ENTRIES SHOWN:
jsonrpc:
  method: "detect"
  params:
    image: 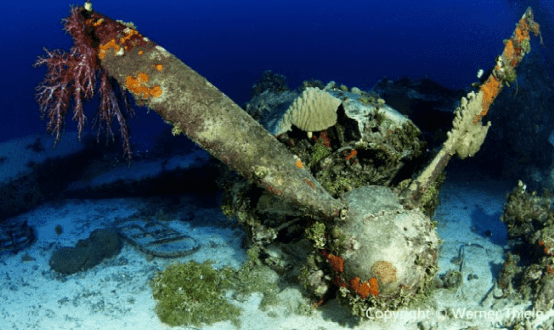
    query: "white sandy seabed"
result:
[0,173,554,330]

AIM OF THE EXERCISE: Format each line of the items above as a JSON list of strings, one string per line, skipping blank lines. Leave the pictures out.

REPLY TO THE TASK:
[
  "jsonrpc:",
  "  method: \"detect\"",
  "  params:",
  "    image: ",
  "    query: \"white sandy seabed\"",
  "result:",
  "[0,173,554,330]"
]